◆ PROBLEM STATEMENT ◆
Would you give again, exactly, the lines running from the line with "Bet you can't find window" to the end of the data below, both included?

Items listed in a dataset

⟨

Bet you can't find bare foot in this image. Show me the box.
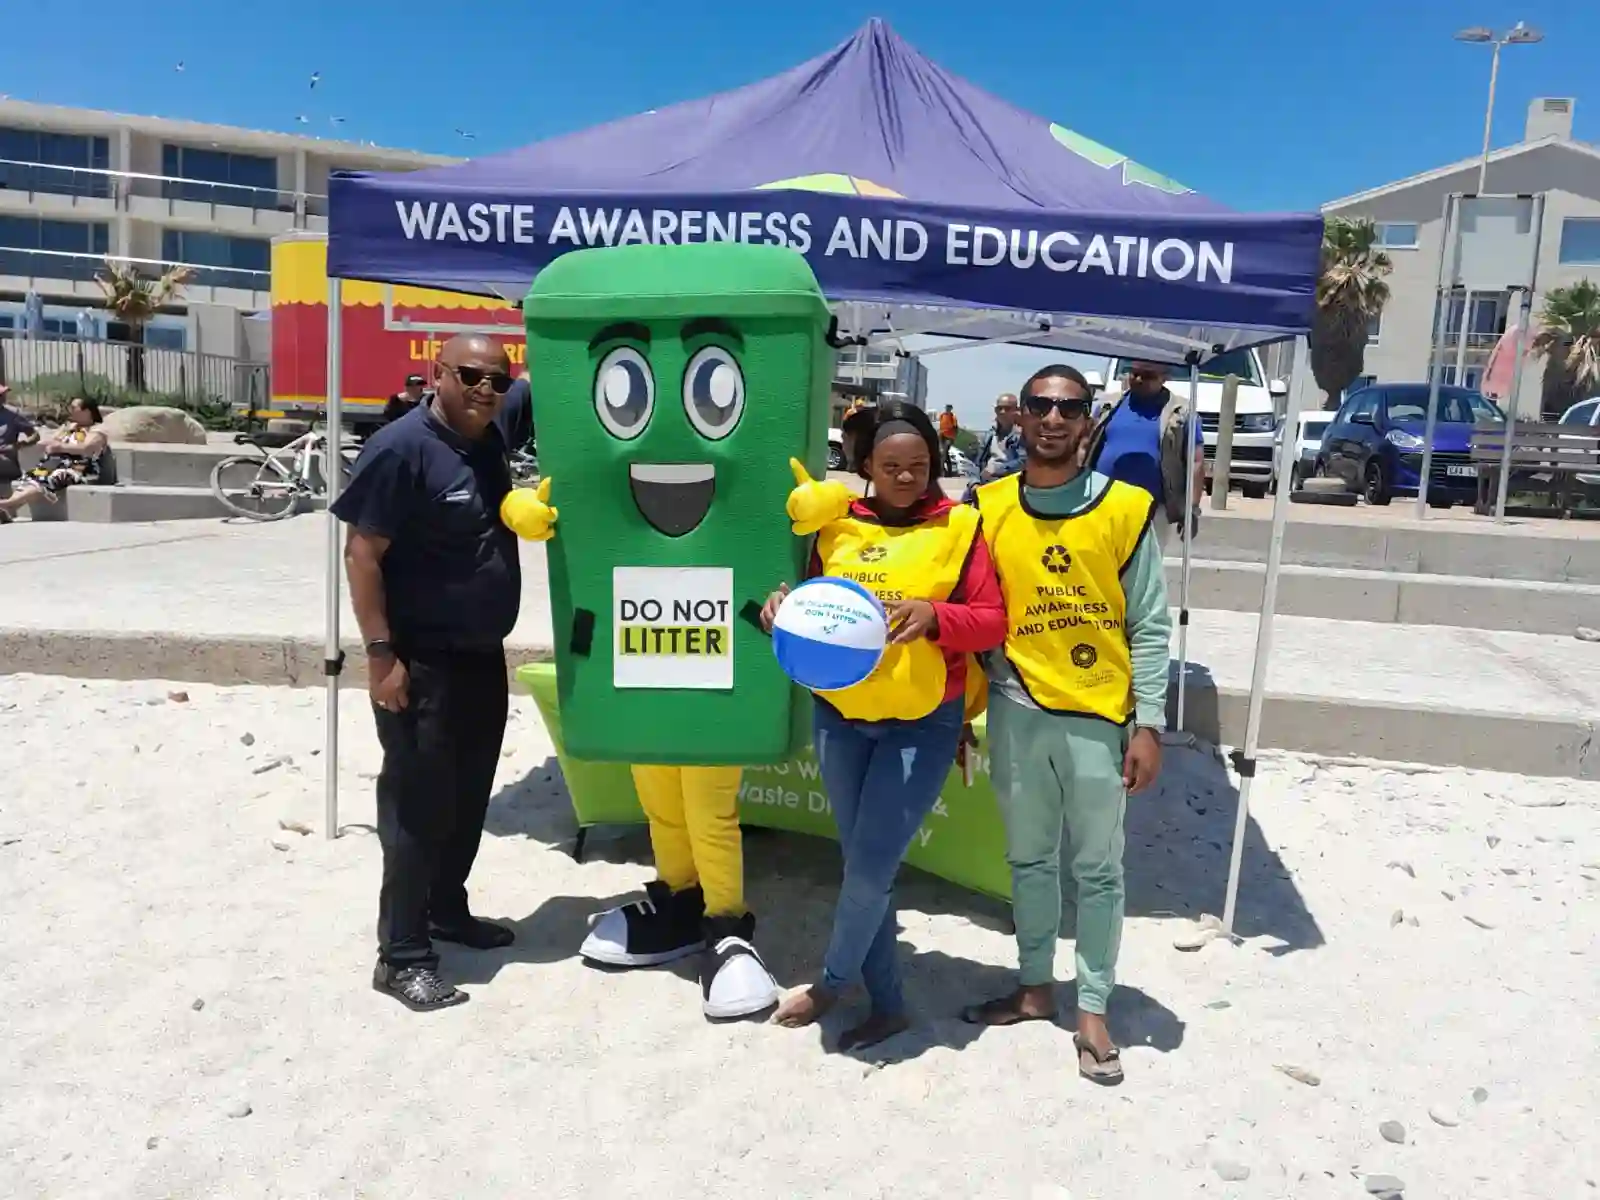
[771,983,837,1028]
[839,1011,910,1052]
[960,984,1057,1026]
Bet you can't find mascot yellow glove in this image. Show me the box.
[785,457,852,536]
[500,476,558,542]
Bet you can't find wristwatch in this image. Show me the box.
[365,639,395,658]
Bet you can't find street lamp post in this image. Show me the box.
[1454,22,1544,194]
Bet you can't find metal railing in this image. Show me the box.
[0,330,267,411]
[0,156,330,216]
[0,247,269,293]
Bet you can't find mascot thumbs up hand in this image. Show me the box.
[501,477,559,542]
[785,457,852,536]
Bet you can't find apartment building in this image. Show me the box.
[0,99,457,359]
[832,340,928,417]
[1323,97,1600,417]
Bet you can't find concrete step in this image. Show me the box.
[24,483,326,523]
[110,444,240,489]
[1166,557,1600,637]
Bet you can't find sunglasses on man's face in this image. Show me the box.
[1022,394,1091,419]
[444,363,515,394]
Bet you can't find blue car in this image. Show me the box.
[1316,383,1506,507]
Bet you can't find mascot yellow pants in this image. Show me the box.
[629,765,745,918]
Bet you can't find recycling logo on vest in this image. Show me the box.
[1041,545,1072,574]
[858,545,888,563]
[1070,643,1098,669]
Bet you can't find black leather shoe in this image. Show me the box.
[429,916,515,950]
[372,962,468,1012]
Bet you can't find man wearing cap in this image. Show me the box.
[383,374,430,427]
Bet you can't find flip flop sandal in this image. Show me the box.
[960,994,1058,1027]
[1074,1033,1124,1086]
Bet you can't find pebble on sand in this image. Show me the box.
[1390,909,1405,927]
[167,691,189,703]
[240,732,255,746]
[190,998,204,1012]
[1274,1063,1321,1087]
[1463,914,1495,930]
[1364,1174,1405,1196]
[1387,860,1416,878]
[1379,1120,1406,1144]
[1428,1104,1461,1127]
[225,1101,252,1119]
[1213,1159,1251,1182]
[1471,1087,1488,1104]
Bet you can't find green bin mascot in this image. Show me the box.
[503,241,836,1019]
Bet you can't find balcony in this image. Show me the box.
[0,157,327,234]
[0,247,269,308]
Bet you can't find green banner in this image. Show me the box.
[515,662,1012,899]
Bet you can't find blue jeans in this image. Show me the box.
[812,696,964,1016]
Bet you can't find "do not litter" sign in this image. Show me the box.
[612,566,734,690]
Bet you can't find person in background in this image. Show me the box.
[1082,361,1203,551]
[762,400,1006,1051]
[0,398,106,522]
[974,392,1024,485]
[937,404,960,477]
[382,374,429,426]
[0,384,40,522]
[962,364,1171,1087]
[334,335,531,1012]
[501,373,533,450]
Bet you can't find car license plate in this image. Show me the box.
[1446,464,1477,478]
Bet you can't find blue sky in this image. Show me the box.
[5,0,1595,422]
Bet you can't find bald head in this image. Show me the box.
[994,391,1020,431]
[439,334,510,371]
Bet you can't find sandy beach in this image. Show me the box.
[1,673,1596,1200]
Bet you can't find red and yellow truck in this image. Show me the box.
[268,231,525,434]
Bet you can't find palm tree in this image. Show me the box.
[1310,217,1392,409]
[1530,280,1600,417]
[93,259,193,392]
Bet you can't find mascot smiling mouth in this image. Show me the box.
[629,463,716,537]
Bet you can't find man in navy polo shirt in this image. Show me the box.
[335,334,531,1012]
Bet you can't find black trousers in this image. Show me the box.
[372,646,509,969]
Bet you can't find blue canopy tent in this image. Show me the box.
[319,19,1323,939]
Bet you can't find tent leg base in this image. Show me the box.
[571,826,589,863]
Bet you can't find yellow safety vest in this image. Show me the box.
[975,474,1155,724]
[814,504,984,723]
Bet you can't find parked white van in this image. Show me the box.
[1102,350,1287,498]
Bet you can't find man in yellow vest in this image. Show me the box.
[962,363,1171,1087]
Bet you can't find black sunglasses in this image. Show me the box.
[443,363,515,394]
[1022,394,1092,418]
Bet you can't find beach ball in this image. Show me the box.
[771,577,888,692]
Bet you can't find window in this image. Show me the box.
[1375,223,1419,249]
[1112,351,1262,386]
[1384,386,1503,424]
[161,229,270,288]
[0,126,110,198]
[1558,218,1600,266]
[144,325,187,351]
[161,144,278,207]
[1560,400,1599,427]
[1367,313,1382,344]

⟩

◆ EXERCISE OUTPUT ◆
Bet you can't find window in this image. Show me the box.
[1375,223,1419,249]
[1112,351,1262,386]
[1384,386,1503,424]
[161,229,270,288]
[0,126,110,198]
[1558,218,1600,266]
[144,325,187,351]
[161,144,278,207]
[1560,400,1599,427]
[1367,313,1382,344]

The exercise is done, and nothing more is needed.